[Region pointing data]
┄┄┄┄┄┄┄┄┄┄

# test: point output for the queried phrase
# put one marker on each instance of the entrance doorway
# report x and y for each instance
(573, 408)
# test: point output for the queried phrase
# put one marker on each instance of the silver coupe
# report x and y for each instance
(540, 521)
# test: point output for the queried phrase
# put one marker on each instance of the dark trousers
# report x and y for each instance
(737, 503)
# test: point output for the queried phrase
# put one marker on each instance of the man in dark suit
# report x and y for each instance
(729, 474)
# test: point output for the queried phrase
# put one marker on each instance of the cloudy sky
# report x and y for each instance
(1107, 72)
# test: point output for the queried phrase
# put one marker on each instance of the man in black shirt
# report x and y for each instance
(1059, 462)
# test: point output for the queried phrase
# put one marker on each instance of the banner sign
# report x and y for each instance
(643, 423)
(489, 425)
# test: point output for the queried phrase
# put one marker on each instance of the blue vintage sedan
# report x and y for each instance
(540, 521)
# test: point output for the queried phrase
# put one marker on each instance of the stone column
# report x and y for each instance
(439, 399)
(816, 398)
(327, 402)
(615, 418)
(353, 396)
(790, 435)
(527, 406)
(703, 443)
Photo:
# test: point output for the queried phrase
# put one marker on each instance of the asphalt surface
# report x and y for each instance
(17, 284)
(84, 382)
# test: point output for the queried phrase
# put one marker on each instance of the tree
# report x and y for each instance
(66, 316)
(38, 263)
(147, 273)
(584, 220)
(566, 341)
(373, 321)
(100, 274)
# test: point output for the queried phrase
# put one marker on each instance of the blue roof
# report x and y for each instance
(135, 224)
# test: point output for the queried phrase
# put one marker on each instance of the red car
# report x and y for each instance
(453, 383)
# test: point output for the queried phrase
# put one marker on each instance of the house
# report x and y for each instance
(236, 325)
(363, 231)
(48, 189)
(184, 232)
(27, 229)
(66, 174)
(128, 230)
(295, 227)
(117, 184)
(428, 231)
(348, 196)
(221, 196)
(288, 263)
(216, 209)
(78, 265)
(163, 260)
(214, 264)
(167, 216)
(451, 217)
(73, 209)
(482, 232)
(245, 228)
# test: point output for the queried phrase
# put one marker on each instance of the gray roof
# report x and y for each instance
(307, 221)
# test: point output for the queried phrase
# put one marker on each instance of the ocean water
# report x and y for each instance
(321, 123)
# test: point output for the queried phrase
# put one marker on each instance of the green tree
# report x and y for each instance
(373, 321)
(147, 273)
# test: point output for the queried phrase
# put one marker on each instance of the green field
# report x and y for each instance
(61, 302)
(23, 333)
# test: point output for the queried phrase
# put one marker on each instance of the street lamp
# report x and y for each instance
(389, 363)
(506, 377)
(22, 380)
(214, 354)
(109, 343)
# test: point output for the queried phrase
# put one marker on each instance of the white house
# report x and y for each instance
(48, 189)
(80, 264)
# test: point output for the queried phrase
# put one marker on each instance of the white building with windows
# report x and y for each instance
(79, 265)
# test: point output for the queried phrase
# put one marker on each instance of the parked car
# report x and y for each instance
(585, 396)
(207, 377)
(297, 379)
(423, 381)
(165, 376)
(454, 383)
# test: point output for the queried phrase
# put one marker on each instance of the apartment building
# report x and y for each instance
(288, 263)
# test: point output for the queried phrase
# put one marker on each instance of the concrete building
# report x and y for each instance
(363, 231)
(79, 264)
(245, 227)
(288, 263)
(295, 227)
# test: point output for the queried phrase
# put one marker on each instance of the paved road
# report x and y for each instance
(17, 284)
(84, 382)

┄┄┄┄┄┄┄┄┄┄

What you should do: Please go through the data and copy each line containing the word "building".

Solution to this task:
# put one marker on each instance of the white building with windows
# put one marker on each instance of the apartment building
# put one marker on each instance of the concrete building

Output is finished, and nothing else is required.